What the task asks
A complete and exact copy of the entries below is the expected result.

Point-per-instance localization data
┏━━

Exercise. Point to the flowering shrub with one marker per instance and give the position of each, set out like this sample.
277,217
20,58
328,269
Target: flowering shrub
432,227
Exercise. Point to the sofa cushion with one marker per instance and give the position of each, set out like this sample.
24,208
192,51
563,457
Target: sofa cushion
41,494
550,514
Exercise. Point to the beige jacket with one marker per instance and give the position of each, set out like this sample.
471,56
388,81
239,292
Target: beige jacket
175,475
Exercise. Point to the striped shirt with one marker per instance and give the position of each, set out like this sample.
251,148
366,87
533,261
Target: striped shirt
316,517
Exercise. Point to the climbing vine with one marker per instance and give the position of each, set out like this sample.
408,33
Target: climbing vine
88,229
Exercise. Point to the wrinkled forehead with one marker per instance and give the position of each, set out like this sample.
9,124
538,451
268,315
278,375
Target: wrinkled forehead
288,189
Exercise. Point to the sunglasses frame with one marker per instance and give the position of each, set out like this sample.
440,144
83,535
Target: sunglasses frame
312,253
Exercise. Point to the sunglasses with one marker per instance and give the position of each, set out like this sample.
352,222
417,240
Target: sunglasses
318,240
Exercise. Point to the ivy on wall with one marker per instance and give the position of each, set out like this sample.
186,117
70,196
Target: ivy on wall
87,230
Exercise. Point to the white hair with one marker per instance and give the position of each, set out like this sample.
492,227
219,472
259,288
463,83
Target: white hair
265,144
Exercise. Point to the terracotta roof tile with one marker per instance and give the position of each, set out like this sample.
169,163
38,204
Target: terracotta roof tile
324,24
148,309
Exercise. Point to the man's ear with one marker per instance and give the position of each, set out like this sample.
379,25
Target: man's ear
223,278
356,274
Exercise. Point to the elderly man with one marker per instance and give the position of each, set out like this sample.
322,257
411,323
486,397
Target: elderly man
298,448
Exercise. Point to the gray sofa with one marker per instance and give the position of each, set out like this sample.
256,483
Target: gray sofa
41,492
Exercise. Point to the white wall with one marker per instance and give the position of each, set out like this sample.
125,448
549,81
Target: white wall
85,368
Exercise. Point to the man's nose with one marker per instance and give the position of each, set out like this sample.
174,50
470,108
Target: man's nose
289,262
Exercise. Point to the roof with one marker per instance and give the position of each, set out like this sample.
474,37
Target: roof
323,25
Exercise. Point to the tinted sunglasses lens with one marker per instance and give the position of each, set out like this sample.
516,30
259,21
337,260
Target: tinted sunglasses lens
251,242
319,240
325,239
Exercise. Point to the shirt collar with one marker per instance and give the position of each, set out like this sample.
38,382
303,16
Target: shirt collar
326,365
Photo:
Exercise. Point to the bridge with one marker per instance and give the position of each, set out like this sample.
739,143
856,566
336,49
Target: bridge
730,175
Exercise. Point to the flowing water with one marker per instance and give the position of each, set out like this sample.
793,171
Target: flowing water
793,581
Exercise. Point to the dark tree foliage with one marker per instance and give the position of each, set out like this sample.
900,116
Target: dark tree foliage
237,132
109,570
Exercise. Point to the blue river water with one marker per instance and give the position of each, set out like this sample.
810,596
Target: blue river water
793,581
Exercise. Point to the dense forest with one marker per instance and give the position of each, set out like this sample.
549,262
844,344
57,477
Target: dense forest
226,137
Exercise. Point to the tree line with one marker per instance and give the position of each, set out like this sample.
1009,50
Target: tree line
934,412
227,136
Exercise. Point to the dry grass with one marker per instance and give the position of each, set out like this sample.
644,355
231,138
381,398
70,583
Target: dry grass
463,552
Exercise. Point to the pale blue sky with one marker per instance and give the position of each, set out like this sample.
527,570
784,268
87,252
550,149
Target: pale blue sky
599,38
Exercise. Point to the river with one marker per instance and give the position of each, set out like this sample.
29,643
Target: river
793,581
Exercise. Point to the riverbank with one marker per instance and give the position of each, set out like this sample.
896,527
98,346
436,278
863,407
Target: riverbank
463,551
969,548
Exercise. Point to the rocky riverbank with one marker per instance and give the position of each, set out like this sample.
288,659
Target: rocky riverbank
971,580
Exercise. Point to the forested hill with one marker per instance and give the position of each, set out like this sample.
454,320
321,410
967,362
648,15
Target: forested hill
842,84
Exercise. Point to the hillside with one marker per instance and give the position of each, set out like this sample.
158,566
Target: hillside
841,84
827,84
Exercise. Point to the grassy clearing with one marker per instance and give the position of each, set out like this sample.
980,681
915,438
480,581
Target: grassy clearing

┗━━

Task solution
Exercise. Point to the flowering shrub with one marker per instance and give the position of each, set out like this sample.
277,217
20,58
328,269
Target: flowering shrub
432,227
Exercise. Point to the sofa cushion with one marker per instance and give the position of each, set out like this sample.
24,208
192,51
563,457
Target: sofa cushion
41,494
550,514
Exercise. Point to the beige jacket with one marker per instance and give the position of each, set out like this sample.
471,56
388,81
239,292
Target: beige jacket
175,475
Exercise. Point to the striped shirt with one marker per instance and give the position of each, set out like this sample.
251,148
366,87
533,261
Target: striped shirt
316,517
Exercise. Point to the climbing vine with one marker per instance and give the position of each, set out like this sample.
408,33
Target: climbing vine
88,229
Exercise. Point to the wrinkled forehead with one marker per instance and give the position of each, set out like this sample.
9,124
538,451
268,315
278,375
Target: wrinkled forehead
288,189
Exercise. Point to the sunglasses frame with one marker per instance and give the position of each, set out like this sample.
440,144
83,535
Target: sunglasses frame
312,253
Exercise. Point to the sunglasses with one marker per instance and give the position of each, set out like this sample.
352,222
417,240
Target: sunglasses
318,240
Exercise. Point to the ivy on wall with one marker per instance and give the position of each, set out like this sample.
186,117
70,196
Target: ivy on wall
87,230
Exercise. Point to the white hair with one marker per instance and give the position of each, set out like this sample.
492,227
219,472
259,288
463,83
Target: white hair
265,144
Exercise. Point to the terracotta roof tile with one marker per instance and give the position of each, set out like this sample.
169,163
38,204
Target: terracotta roof tile
324,24
148,309
Exercise. Point to the man's ear with one marker per instance and give the position of each, set out like this sample.
379,25
Target: man's ear
223,278
356,274
Exercise. Point to the elderly man with one marker per instance and give the position of each, set out like this sample.
322,257
411,323
486,397
Target: elderly man
298,448
Exercise. Point to the gray sofa with one marker per instance and give the position of each, set out like this sample.
256,483
Target: gray sofa
41,492
Exercise. Point to the white wall with one marker per instance and give the position of each, set out like this sample.
125,448
549,81
Target: white wall
85,368
Exercise. Point to the man's nose with one marker per instance and give the position of each, set out like this sample.
174,50
470,108
Target: man's nose
289,262
Exercise. Point to the roof with one marker per instance and give the position of each, set out like this sample.
474,37
Target: roof
323,25
Exercise. Point to the tinted sunglasses lens with one marker per instance and give the position of each, set out like this sample.
516,30
259,21
337,260
Target: tinted sunglasses lens
251,242
319,240
325,239
Exercise. Point to the shirt collar with one marker per instance and give the position of each, set out like this sample.
38,382
303,16
Target: shirt collar
326,365
Photo:
Exercise. Point to the bridge with one marker per instance and give the position of each, set out like this sample.
739,143
856,566
336,49
Target: bridge
730,175
Exercise. Point to the flowing water with one marker per instance and give the position of each, set out like this sample.
793,171
Target: flowing water
793,581
Exercise. Point to the dark tree foliage with one marker per instance and give the position of each, set out like this sample.
900,116
Target: dark tree foliage
237,132
109,570
Exercise. Point to the blue river water with one marker per instance and give the position of each, set out like this sample.
810,596
Target: blue river water
793,581
Exercise. Point to the dense forest with one marker per instance and give the position of each, set out like this sample.
549,262
844,344
57,477
Target: dense forest
226,137
Exercise. Point to the tree line with one marker per instance and give the position of each, set out like this sample.
1009,50
Target: tree line
934,412
227,136
Exercise. Point to the dry grass with one marker per instance and give the position of each, set out like this sample.
644,355
231,138
381,398
70,583
Target: dry grass
463,552
Exercise. Point to the pale blue sky with one marker per instance and give the position of each, set out like this sample.
527,570
784,268
87,252
550,149
Target: pale blue sky
599,38
Exercise. Point to the river with one marker per instance and give the position of each, set out like this sample.
29,643
Target: river
793,581
Exercise. Point to the riverbank with one marker per instance and give the position of each, set out like this sample.
896,527
98,346
436,278
863,407
Target: riverbank
463,551
969,548
Exercise. Point to the rocky riverbank with one marker per instance and give the position of each, set out like this sample.
288,659
Target: rocky riverbank
971,580
Exercise. Point to the forested hill with one marker per instance and give the position of each, set out like this sample.
454,320
321,410
967,362
648,15
Target: forested hill
842,84
Exercise. Point to the hillside with one marker per instance and give the position of each, set out like this sample.
158,566
Target: hillside
841,84
827,84
Exercise. Point to the grassy clearing with one marker per instance and give the position of each, set out like this sample.
980,681
915,438
480,581
Target: grassy clearing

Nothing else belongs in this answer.